**WORK REQUIRED**
Using the article on Republican voters and Trump's legal troubles, answer:
(a) What percent of Republicans not planning to vote for Trump cited "how he deals with political opponents"?
(b) How many times has Fox News mentioned Carroll this year?
(c) Where did Carroll claim Trump raped her?

--- start of SOURCE EXCERPT ---

If you ask Republican primary voters — as CBS News did — why they don’t plan to vote for Donald Trump, the most common reason is simply that they prefer other candidates. The next reason on the list for just over half of those who don’t plan to vote for him is that Trump is too “controversial.” In third place, at 50 percent: “how he deals with political opponents.”

It’s only when you get to the fourth-most cited reason, one chosen by about 2 in 5 Republicans who say they don’t plan to vote for Trump — in other words, a fraction of a fraction of the party — is the swarm of legal issues that surround the primary front-runner.

To an outside observer, this might be hard to fathom. Trump has already been indicted in Manhattan, is facing a defamation and battery trial brought by writer E. Jean Carroll, who alleges he raped her, and may well face charges at both the federal level and in Fulton County, Ga., related to his post-2020 election machinations. But all of this is fourth on the list of reasons Trump-skeptical Republicans aren’t interested in supporting him.

There’s one obvious contributor to this: Right-wing media is (and has long been) barely covering these issues. When they do, the tone often mirrors Trump’s — which is to say it’s dismissive.

Consider the lawsuit brought by Carroll, which is underway in a courtroom in New York. Carroll claimed in a book that Trump raped her in the dressing room at a New York department store in the 1990s; a change in New York that state law allowed her to file suit in 2022. Trump has denied the allegation.

When Carroll’s allegation first emerged in June 2019, CNN mentioned it on-air more than 130 times, according to closed-captioning data gathered by the internet Archive. MSNBC mentioned it more than 110 times. Fox News mentioned it less than 10 times.

This year, the pattern has been similar. CNN has mentioned Carroll more than 230 times and MSNBC more than 440. Fox News has mentioned her seven times.

(The animated charts in this article identify the search terms used to measure mentions. Since “E.” is only one letter, it was excluded from the above searches.)

This is similar to Fox News’s approach to the allegations against Trump involving adult film actress Stormy Daniels that emerged in 2018 — and were at the heart of Trump’s New York indictment this year. Back then, The Washington Post reported that Fox News’s prime time shows barely mentioned Daniels. That pattern has continued, particularly relative to the competition.

--- end of SOURCE EXCERPT ---
--- start of PROVIDED DATA ---

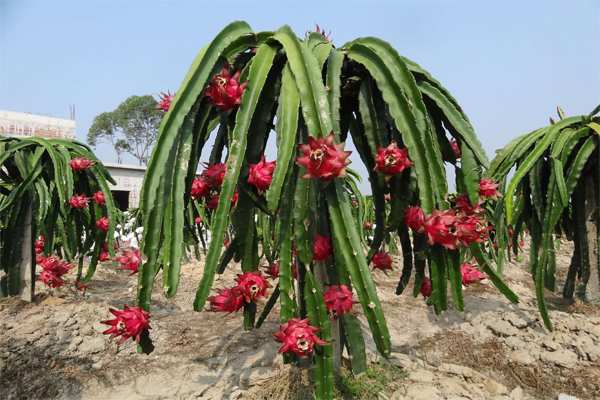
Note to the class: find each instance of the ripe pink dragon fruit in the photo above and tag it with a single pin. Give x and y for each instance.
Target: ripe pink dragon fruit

--- end of PROVIDED DATA ---

**RESPONSE TO THE TASK**
(a) 50 percent
(b) Seven times
(c) In the dressing room at a New York department store